**Task:**
Read the lines of the data below and retrieve those with "shadow".

_ _ _ _ _ _ _

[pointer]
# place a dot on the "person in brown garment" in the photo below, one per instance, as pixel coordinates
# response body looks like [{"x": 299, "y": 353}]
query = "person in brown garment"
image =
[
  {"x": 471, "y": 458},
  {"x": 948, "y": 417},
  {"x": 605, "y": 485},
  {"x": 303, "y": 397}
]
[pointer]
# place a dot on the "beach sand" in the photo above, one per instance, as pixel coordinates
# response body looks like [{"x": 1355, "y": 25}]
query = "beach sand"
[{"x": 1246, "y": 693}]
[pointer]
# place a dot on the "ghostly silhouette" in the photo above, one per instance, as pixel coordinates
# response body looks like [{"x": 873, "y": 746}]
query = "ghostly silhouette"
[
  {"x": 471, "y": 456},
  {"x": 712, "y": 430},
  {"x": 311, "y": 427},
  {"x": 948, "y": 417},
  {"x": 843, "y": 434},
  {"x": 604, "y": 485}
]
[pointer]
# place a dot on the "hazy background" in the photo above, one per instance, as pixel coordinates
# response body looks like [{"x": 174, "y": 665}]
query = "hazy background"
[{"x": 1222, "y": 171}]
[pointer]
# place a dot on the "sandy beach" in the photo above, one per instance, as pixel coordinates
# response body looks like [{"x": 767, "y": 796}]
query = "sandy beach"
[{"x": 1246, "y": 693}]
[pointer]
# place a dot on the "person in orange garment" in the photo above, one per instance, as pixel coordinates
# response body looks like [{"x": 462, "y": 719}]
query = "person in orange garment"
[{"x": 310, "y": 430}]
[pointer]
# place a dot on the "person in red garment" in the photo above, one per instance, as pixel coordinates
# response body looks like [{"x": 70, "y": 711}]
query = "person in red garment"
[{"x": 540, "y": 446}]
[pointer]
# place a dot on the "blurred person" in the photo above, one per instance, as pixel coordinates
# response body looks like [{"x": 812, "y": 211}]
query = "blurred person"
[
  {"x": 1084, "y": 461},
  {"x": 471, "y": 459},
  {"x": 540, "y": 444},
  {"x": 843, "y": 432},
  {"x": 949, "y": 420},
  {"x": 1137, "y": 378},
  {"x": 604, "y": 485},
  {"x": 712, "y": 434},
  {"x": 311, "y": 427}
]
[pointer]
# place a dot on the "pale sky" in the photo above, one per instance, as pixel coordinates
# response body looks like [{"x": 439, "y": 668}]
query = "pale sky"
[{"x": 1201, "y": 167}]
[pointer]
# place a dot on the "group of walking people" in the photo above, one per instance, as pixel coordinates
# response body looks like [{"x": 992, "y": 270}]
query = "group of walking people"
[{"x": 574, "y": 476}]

_ _ _ _ _ _ _

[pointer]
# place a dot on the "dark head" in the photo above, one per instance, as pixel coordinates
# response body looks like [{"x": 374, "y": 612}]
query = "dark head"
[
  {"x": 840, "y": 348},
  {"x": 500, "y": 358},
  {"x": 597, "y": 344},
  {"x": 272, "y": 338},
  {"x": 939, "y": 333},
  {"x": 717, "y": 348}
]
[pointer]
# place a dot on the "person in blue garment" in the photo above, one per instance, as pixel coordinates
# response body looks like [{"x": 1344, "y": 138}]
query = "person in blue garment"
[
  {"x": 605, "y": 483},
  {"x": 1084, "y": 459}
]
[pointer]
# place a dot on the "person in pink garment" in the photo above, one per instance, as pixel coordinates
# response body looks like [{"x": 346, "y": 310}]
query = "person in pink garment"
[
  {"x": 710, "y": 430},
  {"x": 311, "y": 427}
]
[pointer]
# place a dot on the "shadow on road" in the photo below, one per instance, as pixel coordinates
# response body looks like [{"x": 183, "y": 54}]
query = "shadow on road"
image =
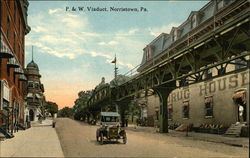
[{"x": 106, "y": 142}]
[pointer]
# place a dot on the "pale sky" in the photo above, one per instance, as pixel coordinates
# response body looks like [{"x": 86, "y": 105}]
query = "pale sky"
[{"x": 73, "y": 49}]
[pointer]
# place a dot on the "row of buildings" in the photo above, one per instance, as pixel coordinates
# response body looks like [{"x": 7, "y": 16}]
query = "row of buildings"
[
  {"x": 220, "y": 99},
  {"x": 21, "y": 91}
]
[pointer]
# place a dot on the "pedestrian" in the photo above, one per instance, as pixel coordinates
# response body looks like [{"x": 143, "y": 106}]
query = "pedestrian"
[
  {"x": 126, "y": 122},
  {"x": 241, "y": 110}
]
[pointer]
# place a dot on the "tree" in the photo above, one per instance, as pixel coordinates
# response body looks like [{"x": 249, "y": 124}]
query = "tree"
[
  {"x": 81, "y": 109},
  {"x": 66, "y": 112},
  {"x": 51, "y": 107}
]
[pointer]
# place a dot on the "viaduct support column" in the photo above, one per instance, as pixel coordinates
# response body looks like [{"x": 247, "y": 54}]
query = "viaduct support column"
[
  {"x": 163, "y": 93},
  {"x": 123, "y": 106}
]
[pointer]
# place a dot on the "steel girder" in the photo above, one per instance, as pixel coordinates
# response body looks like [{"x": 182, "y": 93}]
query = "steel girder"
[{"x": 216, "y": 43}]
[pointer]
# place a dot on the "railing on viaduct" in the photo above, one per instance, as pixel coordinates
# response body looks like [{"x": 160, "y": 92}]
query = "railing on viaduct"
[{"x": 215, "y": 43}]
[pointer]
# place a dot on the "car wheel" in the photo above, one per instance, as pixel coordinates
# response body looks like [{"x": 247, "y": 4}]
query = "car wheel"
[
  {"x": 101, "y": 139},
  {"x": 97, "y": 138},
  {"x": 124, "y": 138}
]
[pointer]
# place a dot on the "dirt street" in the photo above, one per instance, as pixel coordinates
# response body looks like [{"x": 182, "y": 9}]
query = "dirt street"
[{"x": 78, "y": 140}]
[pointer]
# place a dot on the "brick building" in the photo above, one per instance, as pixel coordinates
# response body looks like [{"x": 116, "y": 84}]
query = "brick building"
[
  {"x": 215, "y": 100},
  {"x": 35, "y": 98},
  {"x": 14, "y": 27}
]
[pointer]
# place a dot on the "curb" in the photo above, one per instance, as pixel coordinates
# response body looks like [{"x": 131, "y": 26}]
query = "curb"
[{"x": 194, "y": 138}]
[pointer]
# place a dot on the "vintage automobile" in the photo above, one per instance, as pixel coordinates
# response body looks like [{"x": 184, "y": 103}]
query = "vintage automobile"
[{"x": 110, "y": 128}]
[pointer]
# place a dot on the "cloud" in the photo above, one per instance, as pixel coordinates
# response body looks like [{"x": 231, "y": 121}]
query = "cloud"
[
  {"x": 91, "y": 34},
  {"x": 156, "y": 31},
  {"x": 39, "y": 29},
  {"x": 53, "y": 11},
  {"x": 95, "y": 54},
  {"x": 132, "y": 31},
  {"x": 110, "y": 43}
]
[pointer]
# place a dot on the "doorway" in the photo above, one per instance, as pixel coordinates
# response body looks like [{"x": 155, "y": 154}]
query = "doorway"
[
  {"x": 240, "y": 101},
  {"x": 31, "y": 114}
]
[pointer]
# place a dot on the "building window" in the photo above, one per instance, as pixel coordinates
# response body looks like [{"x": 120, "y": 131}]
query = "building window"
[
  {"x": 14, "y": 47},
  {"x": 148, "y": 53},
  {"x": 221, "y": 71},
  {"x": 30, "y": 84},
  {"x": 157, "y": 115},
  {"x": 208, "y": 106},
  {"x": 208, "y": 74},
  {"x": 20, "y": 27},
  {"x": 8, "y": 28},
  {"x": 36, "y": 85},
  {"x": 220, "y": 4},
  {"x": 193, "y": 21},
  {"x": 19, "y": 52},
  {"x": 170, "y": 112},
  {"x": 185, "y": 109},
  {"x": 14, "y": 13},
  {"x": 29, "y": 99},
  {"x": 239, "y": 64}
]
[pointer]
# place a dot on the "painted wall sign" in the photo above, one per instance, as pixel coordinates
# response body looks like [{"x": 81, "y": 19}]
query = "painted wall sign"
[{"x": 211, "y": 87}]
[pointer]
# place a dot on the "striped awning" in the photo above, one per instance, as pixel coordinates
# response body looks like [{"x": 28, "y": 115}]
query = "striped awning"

_ _ _ _ _ _ _

**Solved exercise:**
# place a dot on the "shadow on road" in the photo below, one per instance, as pixel coordinates
query = "shadow on road"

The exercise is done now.